* **Dataset excerpts**
===============
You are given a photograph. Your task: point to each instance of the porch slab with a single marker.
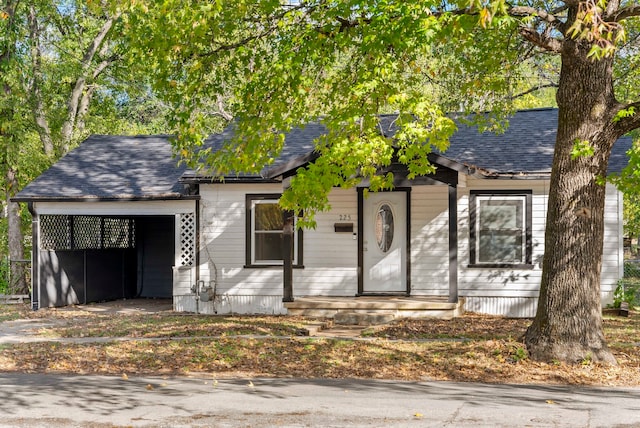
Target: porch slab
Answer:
(387, 306)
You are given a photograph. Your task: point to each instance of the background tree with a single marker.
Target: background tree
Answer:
(346, 61)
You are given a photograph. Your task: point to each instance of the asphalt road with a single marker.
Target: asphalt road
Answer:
(35, 400)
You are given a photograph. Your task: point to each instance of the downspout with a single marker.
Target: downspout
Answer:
(35, 266)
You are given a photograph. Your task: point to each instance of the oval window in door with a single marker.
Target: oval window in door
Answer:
(384, 227)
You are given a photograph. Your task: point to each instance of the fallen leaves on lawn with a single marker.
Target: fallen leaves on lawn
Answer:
(326, 358)
(469, 348)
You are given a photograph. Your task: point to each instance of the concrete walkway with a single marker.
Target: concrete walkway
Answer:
(36, 400)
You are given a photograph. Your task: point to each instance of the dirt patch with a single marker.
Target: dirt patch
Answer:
(470, 348)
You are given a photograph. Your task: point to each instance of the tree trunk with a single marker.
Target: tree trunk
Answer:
(42, 124)
(568, 322)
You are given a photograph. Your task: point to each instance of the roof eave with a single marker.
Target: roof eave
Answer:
(127, 198)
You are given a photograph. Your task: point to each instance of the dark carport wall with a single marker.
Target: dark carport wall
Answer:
(89, 258)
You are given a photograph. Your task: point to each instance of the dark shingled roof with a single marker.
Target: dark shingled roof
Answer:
(526, 147)
(111, 167)
(116, 167)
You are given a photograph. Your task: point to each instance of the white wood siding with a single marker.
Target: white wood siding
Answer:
(430, 240)
(514, 292)
(329, 258)
(613, 255)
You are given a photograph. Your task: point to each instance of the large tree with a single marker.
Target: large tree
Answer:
(282, 64)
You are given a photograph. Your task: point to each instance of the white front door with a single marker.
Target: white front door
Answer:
(384, 243)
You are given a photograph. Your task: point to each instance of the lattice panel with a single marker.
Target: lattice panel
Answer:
(54, 232)
(64, 232)
(117, 232)
(87, 233)
(187, 239)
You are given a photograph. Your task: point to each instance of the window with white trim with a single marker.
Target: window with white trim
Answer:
(265, 221)
(500, 229)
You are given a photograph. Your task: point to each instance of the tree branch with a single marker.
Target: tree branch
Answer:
(624, 13)
(541, 40)
(628, 124)
(535, 88)
(79, 87)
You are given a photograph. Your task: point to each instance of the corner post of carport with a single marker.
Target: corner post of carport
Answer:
(287, 256)
(288, 236)
(35, 265)
(453, 244)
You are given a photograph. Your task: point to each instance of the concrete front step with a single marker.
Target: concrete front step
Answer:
(363, 318)
(398, 307)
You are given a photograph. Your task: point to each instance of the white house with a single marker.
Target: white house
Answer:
(116, 218)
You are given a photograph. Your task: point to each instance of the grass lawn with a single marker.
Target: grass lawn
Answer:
(470, 348)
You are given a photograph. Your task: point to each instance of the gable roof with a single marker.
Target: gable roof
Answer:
(143, 167)
(526, 147)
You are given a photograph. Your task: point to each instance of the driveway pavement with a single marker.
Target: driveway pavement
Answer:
(36, 400)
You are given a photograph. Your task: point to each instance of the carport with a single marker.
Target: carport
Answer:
(111, 220)
(90, 258)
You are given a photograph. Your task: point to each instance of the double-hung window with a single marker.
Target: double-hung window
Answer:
(500, 228)
(265, 222)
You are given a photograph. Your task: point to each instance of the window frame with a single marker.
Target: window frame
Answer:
(251, 200)
(475, 197)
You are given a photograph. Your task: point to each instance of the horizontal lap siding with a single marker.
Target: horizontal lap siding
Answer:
(329, 258)
(514, 292)
(612, 262)
(222, 254)
(511, 292)
(430, 240)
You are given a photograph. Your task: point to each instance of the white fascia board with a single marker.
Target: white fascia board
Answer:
(124, 208)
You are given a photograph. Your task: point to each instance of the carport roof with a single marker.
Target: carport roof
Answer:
(111, 167)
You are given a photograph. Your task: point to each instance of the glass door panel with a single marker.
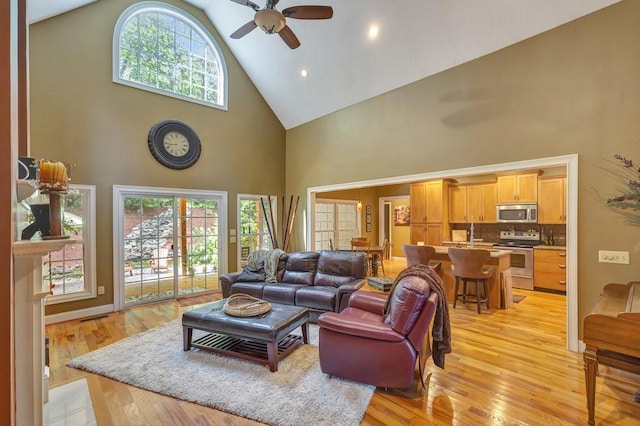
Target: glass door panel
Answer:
(254, 234)
(198, 245)
(148, 238)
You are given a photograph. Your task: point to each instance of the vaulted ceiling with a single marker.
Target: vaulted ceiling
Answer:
(416, 39)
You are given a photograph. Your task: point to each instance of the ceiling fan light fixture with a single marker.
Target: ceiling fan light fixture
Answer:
(269, 20)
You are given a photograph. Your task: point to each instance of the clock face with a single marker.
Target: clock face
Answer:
(174, 144)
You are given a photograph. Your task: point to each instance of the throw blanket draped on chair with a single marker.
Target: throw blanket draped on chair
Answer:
(269, 258)
(441, 331)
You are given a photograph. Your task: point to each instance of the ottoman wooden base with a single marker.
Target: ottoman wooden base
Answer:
(264, 338)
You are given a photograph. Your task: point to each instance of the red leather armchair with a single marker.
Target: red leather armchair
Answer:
(362, 344)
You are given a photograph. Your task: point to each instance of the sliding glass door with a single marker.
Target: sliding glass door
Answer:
(169, 243)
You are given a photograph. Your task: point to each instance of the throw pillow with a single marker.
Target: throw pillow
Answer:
(251, 273)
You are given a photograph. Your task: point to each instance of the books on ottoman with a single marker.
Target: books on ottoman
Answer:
(381, 283)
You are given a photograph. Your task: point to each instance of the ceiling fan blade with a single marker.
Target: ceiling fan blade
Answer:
(289, 37)
(248, 3)
(308, 12)
(244, 30)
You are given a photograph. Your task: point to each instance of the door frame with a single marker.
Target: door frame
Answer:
(121, 191)
(570, 162)
(381, 202)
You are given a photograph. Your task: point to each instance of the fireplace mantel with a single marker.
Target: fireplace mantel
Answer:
(30, 291)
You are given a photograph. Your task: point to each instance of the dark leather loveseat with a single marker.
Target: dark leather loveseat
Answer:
(321, 281)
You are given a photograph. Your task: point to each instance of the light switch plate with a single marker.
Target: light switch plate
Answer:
(608, 256)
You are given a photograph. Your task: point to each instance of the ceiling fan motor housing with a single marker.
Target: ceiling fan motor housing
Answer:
(270, 20)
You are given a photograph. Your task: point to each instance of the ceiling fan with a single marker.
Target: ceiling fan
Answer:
(271, 21)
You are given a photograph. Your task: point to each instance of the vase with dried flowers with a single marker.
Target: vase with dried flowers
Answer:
(627, 203)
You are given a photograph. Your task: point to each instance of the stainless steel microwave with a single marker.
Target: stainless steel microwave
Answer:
(517, 213)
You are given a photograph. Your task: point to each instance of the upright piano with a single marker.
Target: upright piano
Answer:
(611, 334)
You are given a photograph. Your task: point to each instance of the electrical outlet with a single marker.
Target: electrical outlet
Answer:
(608, 256)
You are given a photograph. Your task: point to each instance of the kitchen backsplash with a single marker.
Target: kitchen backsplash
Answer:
(490, 232)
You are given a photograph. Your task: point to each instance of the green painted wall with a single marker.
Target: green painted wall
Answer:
(79, 115)
(572, 90)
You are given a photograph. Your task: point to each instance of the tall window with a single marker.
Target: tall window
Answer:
(161, 48)
(337, 221)
(71, 271)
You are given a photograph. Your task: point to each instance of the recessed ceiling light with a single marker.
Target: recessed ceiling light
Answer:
(373, 31)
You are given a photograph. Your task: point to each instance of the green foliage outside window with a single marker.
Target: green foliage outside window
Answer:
(162, 51)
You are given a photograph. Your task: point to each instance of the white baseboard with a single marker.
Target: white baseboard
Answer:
(81, 313)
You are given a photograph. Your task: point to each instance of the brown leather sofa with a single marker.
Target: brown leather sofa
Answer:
(364, 345)
(321, 281)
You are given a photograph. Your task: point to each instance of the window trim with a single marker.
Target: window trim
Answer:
(335, 202)
(154, 6)
(89, 255)
(256, 197)
(121, 191)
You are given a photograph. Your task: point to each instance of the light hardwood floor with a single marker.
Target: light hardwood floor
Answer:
(508, 367)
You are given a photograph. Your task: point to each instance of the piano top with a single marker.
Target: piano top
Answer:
(614, 324)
===============
Repeat each line of the material, unaltered, from the first through the line with "background tree with a single marker.", and include no pictures.

* **Task solution**
You are given a photograph. Your task: point to each instance of the porch slab with a single marker.
Target: porch slab
Answer:
(387, 306)
You are given a photograph. Your task: point to each instance of the background tree with a single marker.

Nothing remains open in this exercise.